◆ **YOUR OBJECTIVE**
Among the entries below, how many lines include "woman"? Answer with the number only.
"""
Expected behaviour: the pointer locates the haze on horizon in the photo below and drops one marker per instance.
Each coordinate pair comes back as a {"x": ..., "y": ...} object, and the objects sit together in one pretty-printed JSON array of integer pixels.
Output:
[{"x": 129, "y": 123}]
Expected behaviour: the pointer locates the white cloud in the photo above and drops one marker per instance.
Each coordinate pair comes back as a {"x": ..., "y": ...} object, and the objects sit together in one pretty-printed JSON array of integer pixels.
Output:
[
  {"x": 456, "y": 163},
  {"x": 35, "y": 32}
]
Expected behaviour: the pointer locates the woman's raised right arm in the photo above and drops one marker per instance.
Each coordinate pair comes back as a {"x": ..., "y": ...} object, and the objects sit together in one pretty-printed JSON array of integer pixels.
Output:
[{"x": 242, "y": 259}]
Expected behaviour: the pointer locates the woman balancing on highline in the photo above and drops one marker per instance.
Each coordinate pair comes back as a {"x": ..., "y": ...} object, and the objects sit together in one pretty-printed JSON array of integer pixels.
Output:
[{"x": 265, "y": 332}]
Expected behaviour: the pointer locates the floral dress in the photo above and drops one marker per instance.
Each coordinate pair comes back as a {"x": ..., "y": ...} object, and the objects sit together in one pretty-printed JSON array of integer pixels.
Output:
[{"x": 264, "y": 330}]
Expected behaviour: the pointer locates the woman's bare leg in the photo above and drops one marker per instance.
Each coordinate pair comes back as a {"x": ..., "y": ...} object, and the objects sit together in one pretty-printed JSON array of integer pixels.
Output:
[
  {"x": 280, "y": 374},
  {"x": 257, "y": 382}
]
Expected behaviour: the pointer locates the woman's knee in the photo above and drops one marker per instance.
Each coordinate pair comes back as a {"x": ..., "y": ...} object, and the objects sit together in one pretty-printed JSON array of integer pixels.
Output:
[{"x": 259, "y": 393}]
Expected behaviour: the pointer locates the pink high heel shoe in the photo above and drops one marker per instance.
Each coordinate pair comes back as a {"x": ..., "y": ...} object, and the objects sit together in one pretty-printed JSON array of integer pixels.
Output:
"""
◆ **ANSWER TO THE PROBLEM**
4